== Aangeleverde tekst ==

######

De hele avond na onze hereniging gaat zijn telefoon. Alle vrienden van Here Bugu en Mopti, die de afgelopen 16 dagen van dag tot dag op de kaart mijn reis hebben bijgehouden,  leefden mee met het avontuur van Baba en de verrassing voor mij. Elke keer hoorde ik de Malinese vreugdekreten aan de andere kant van de telefoon: we hebben haar gevonden, ze komt echt.
oooooh, zoo lief!
Over de dag van vandaag valt niet veel te vertellen. Heel veel kilometers door de Sahel met toenemende temperaturen.
En natuurlijk de grens Senegal/Mali. Een chaotisch, bureaucratisch zooitje.



De mannen bij het douanekantoor zijn niet gewone Malinesen. Het zijn “Malinese ambtenaren!”
Onuitstaanbaar!
Volgens Baba zijn alle douane-ambtenaren in Mali verwende zoontjes van ministers en bankdirecteuren. Ambtenaar zijn is een erebaantje. Nauwelijks kunnen schrijven maar wel gebruik maken van je positie, ellenlange formulieren in vullen en zeiken over futiliteiten. Bij de grens staat ongeveer 2 kilometer vrachtauto. Een week wachten is normaal. Nadat ik betaald heb voor het invullen van de formaliteiten, en in boosheid geroepen dat als ze ooit naar Nederland komen ik zal zorgen dat ze ook moeten betalen, nadat we 8 douane, politie, militaire kantoortjes bezocht hebben waar ze overal zitten te eten en het matras van de chef met muskietennnet op het bureau ligt,(ik heb gevraagd of ik het voor jullie mocht fotograferen, maar het mocht niet) krijgen we eindelijk een blauw bonnetje en als we dat bonnetje aan de jongen geven die op een stretcher bij de hefboom ligt, dan is hij bereid de boom omhoog te doen zodat we Mali kunnen binnenrijden.
In het donker arriveren we in Diema. Ik wil een hotel met airco, douche en wifi. Baba doet zijn best maar we belanden in een eng “centre d’accuille”, zonder wifi, elektriciteit, waterleiding, hard bed, vuile lakens. Ogen dichtknijpen en slapen. Zonder eten!

 Dag 20, donderdag
Gebroken wakker geworden en zonder ontbijt in de auto. We zitten in een streek van Mali waar helemaal niets is. De dorpen zijn arm en smerig, de weg vol met gaten. En toch, je voelt dat je in Mali bent al weet ik niet hoe dat te beschrijven.

######

== Datasetgedeelte ==
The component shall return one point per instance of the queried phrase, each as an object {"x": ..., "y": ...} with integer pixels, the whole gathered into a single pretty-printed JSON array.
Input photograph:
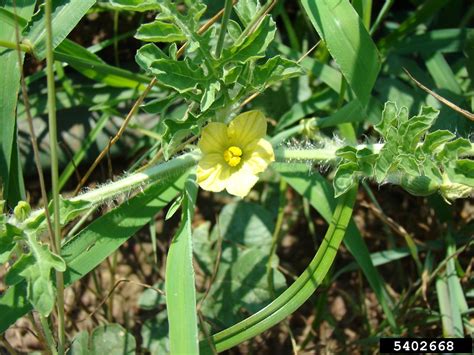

######

== Opdrachten ==
A: Vat het reisverslag samen in twee zinnen.
B: Beantwoord deze vragen over het reisverslag en markeer elk antwoord zoals de vraag:
(i) Hoe lang is de rij vrachtauto's bij de grens ongeveer?
(ii) Hoeveel kantoortjes bezoeken ze voordat ze het blauwe bonnetje krijgen?
(iii) In welke plaats komen ze in het donker aan?
De regels hebben geen verband met het reisverslag.

== Antwoorden ==
A: Na een lange rit door de Sahel komen de verteller en Baba bij de chaotische, bureaucratische grens tussen Senegal en Mali, waar ze pas na betaling en bezoeken aan acht kantoortjes een blauw bonnetje krijgen en Mali in mogen. In het donker belanden ze in Diema in een eng onderkomen zonder wifi, elektriciteit of waterleiding, en de volgende dag rijden ze zonder ontbijt door een arme streek met een weg vol gaten.

B:
(i) Ongeveer 2 kilometer.
(ii) Acht: douane-, politie- en militaire kantoortjes.
(iii) In Diema.